However, some economists believe that the problem is nothing but the one being concocted. The matter is that a share of these funds is being kept in the Stabilization Fund that has been established as a safety net in case of a slump in oil prices. It is true that the Fund’s assets are growing but they are not that big yet so as to cushion a downfall successfully enough.
On their part, the Cabinet members are trying to counter the opinion that free funds are being "taken away" from the economy and that by doing this the federal authorities themselves are "clipping wings" of the economic growth. As they put it, at present, the actual demand for money in Russia is low and this is the consequence of but not the reason for the slow economic growth.
Up to what level can the Stabilization Fund’s resources increase? If prices for oil remain high, then, by 2010 its assets may reach $88 billion, thinks Alexei Savatyugin, the head of the fiscal policy department at Russia’s Finance Ministry.
However, the Government is going not only to accumulate free "surplus" money. It is also attempting to use these funds as effectively as possible. There are three viewpoints in this respect, which are being offered to the public. One of them is based on the assertion that they should be set aside to cover current social expenditures, such as pensions and money indemnity payments to the population. This approach is being promoted by Minister of Health and Social Development Mikhail Zurabov. The Minister is intent on implementing a package of unpopular reforms, while trying to reduce the impact of the multi-billion deficit that results from replacing due benefits with cash compensations as well as from the growth of pension payments as the social tax is being simultaneously reduced.
Minister of Economic Development and Trade German Gref holds a different view. He is proposing to direct accumulated funds to financing large investment projects. Gref is supported by Minister of Education and Science Andrei Fursenko, who says that "it makes no sense to eat away the Stabilization Fund’s resources; the Fund’s assets should be used for setting new directions in the economy".
Finally, Finance Minister Alexei Kudrin and the President’s economic advisor Andrei Illarionov believe that the most reasonable option is to use these funds for repaying Russia’s foreign debt. Arguing with his permanent opponent German Gref, Andrei Illarionov says that effective investment projects, if there are any, "can be successfully financed by the private sector". At present, cost of investment credits is often lower than rates of interest that Russia pays to liquidate its foreign debt, he says.
It seems that the position taken by Kudrin and Illarionov has prevailed. The Government is inclined to spend the Stabilization Fund’s assets on managing the country’s foreign debt. For this purpose it plans to allocate 167 billion rubles ($5.9 billion) in 2005. To an extent, Minister Zurabov’s insistence is also taken into account: 75 billion rubles ($2.6 billion) are to be provided for covering the Pension Fund’s deficit.
****
*Written problem*.
Please reproduce word for word the part of the passage on Russia's Stabilization Fund that opens with "On their part, the" and closes with "Russia’s Finance Ministry.". The lines after the passage on Russia's Stabilization Fund are separate material.

*Records supplied*.
****
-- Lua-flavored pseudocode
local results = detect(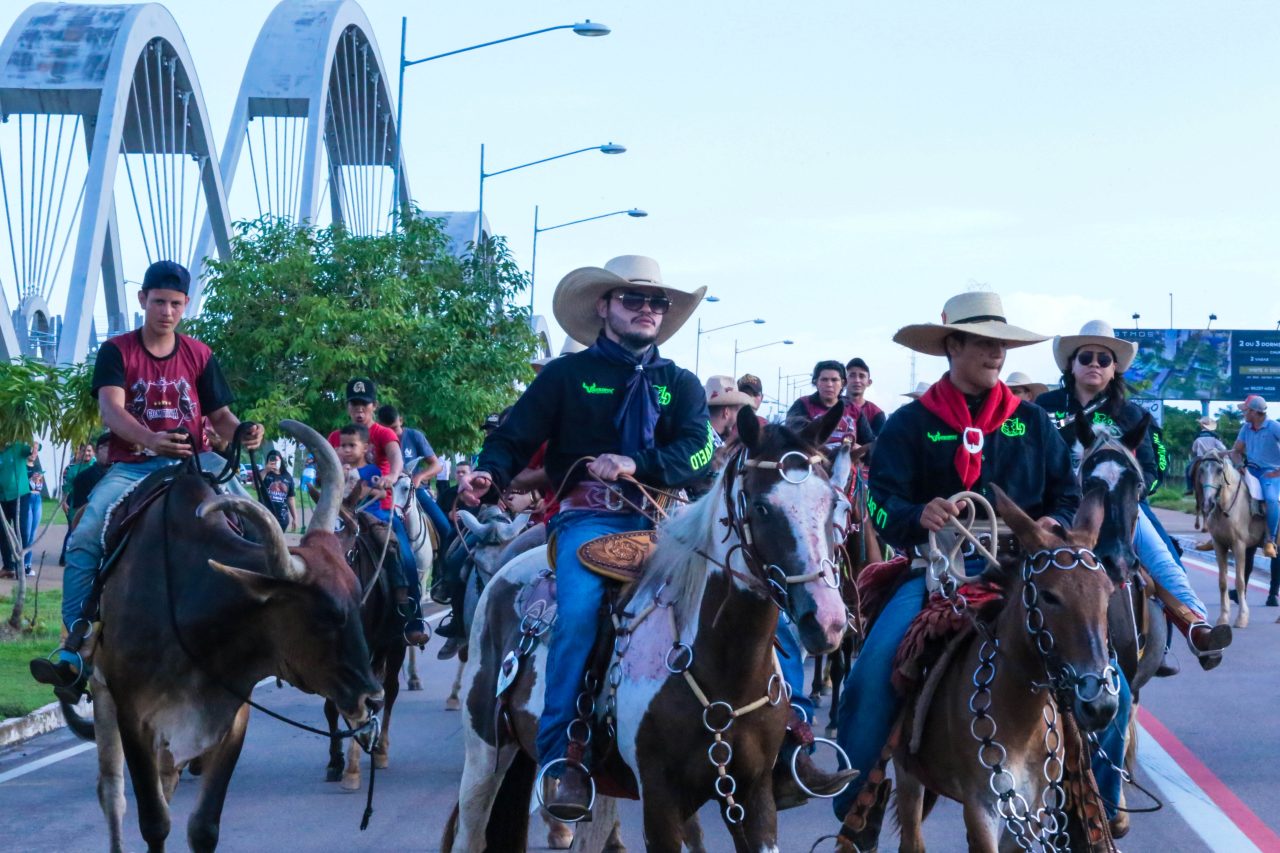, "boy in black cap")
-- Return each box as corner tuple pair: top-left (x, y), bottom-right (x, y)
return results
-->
(31, 261), (262, 689)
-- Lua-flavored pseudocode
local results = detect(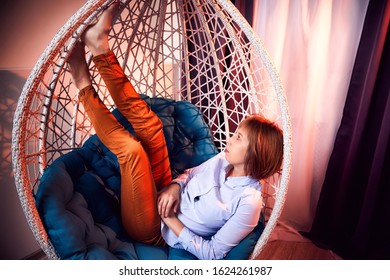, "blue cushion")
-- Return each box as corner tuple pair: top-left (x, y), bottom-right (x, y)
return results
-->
(168, 218), (264, 260)
(36, 95), (259, 259)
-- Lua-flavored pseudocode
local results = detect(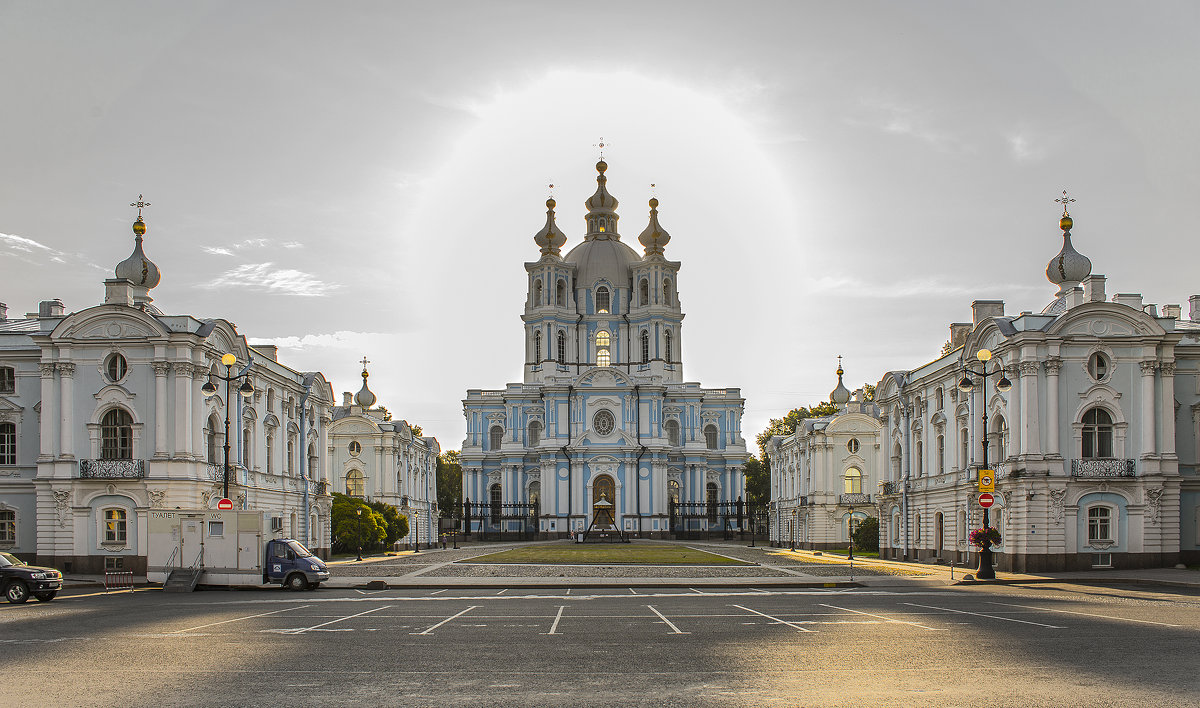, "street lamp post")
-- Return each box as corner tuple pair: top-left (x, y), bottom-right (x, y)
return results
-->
(200, 354), (254, 499)
(959, 349), (1013, 580)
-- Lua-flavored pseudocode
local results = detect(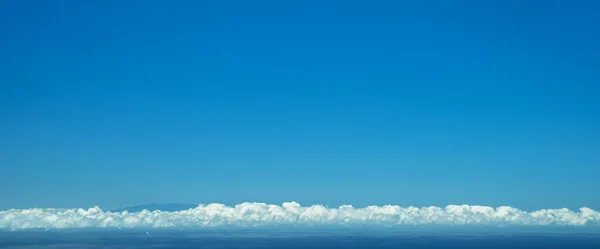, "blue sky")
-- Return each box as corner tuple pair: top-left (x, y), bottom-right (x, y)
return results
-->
(0, 1), (600, 210)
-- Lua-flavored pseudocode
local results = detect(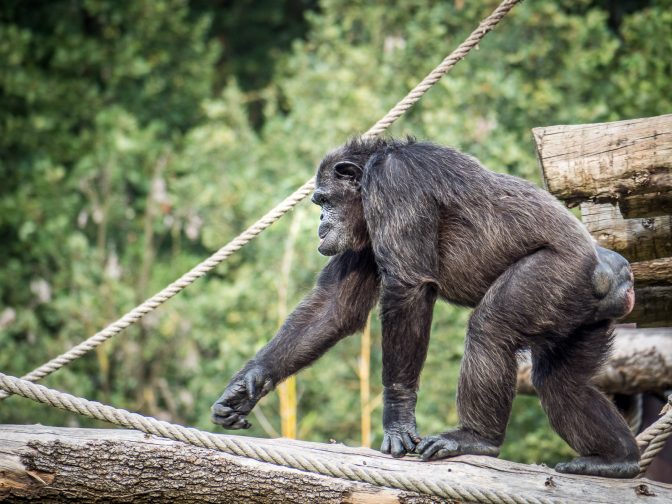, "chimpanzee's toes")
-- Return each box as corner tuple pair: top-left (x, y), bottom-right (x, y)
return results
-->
(415, 436), (460, 460)
(380, 432), (420, 458)
(211, 403), (252, 429)
(555, 456), (639, 478)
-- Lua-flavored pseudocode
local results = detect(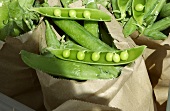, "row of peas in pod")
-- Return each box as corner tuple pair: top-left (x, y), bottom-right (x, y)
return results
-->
(21, 2), (146, 80)
(111, 0), (170, 40)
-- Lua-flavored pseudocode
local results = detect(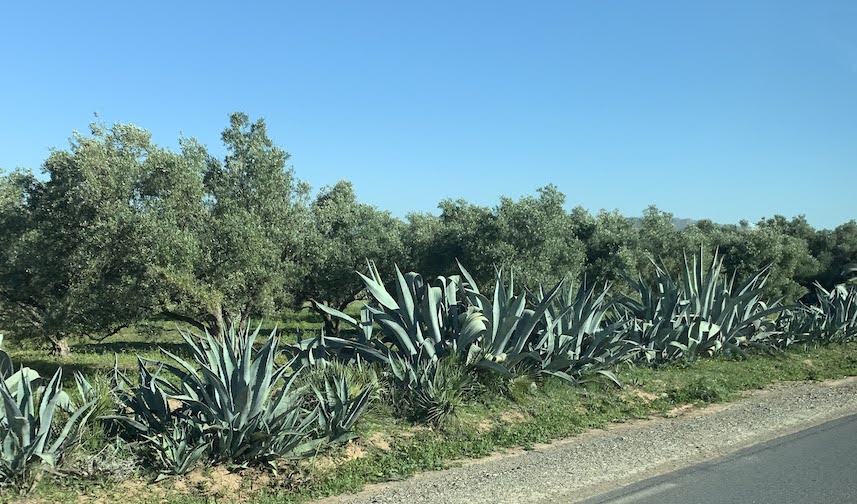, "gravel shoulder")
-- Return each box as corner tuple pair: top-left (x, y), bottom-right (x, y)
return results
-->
(316, 377), (857, 504)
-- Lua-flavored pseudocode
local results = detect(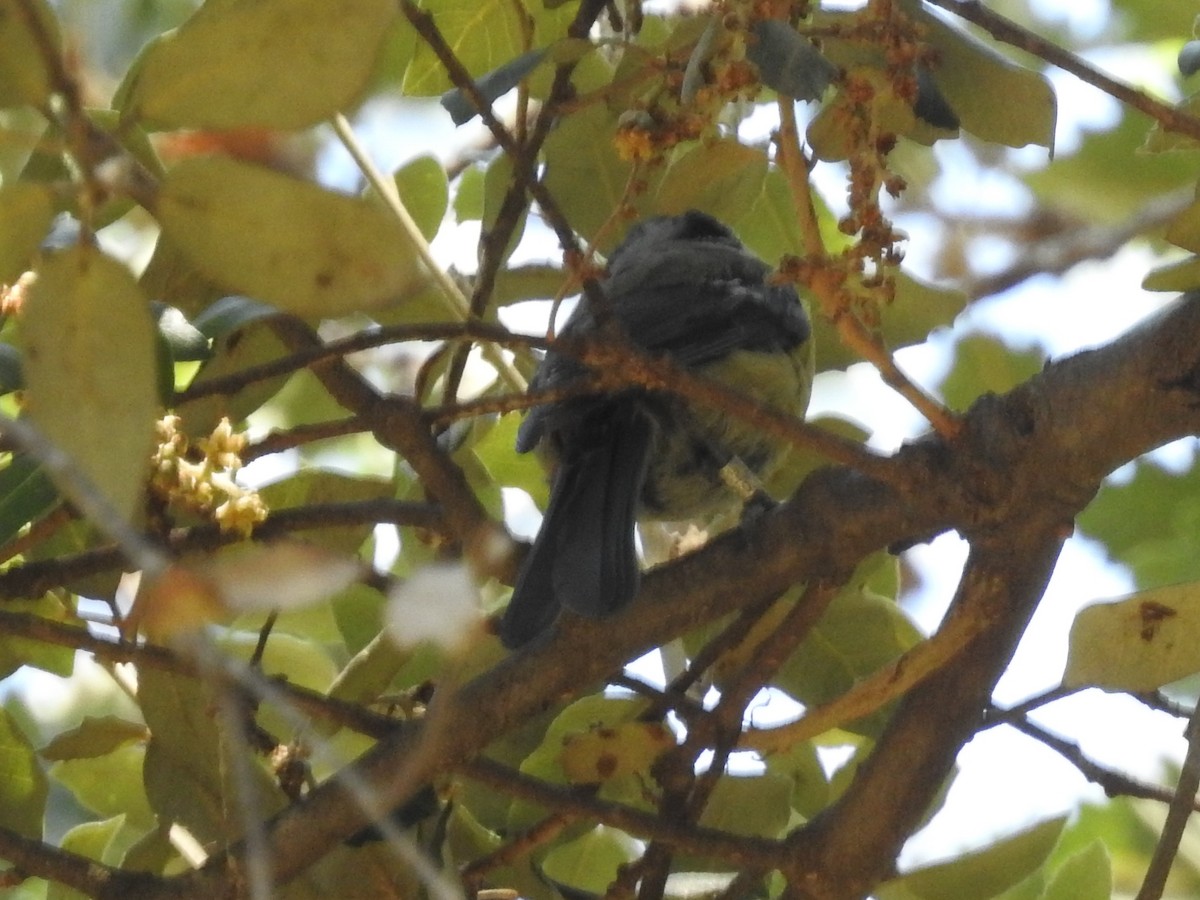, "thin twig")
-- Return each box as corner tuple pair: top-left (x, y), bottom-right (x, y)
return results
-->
(929, 0), (1200, 140)
(1136, 706), (1200, 900)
****
*Solution to the problem*.
On their part, the Cabinet members are trying to counter the opinion that free funds are being "taken away" from the economy and that by doing this the federal authorities themselves are "clipping wings" of the economic growth. As they put it, at present, the actual demand for money in Russia is low and this is the consequence of but not the reason for the slow economic growth.
Up to what level can the Stabilization Fund’s resources increase? If prices for oil remain high, then, by 2010 its assets may reach $88 billion, thinks Alexei Savatyugin, the head of the fiscal policy department at Russia’s Finance Ministry.